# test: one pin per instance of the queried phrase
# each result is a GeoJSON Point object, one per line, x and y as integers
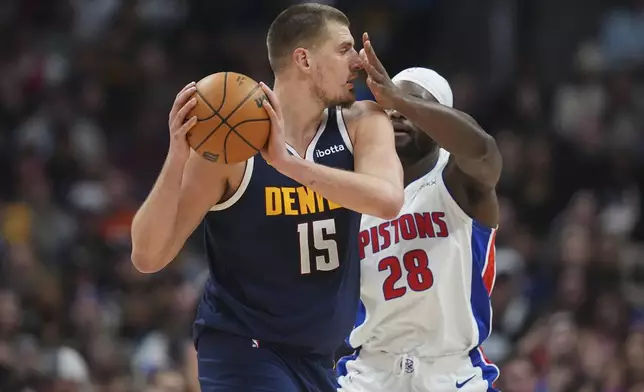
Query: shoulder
{"type": "Point", "coordinates": [366, 115]}
{"type": "Point", "coordinates": [361, 110]}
◇ ◇ ◇ ◇ ◇
(GOAL): Render the entries above as a Markdown table with the columns Row and Line. Put a row number in the first column and the line in the second, skipping blank lines and omitting the pictures.

(WRITTEN ANSWER):
| Row | Line |
|---|---|
| 1 | # test: one pin per instance of the queried phrase |
| 2 | # each result is a GeoJSON Point object, one per line, x and y as integers |
| 3 | Query: shoulder |
| 4 | {"type": "Point", "coordinates": [366, 115]} |
| 5 | {"type": "Point", "coordinates": [361, 110]} |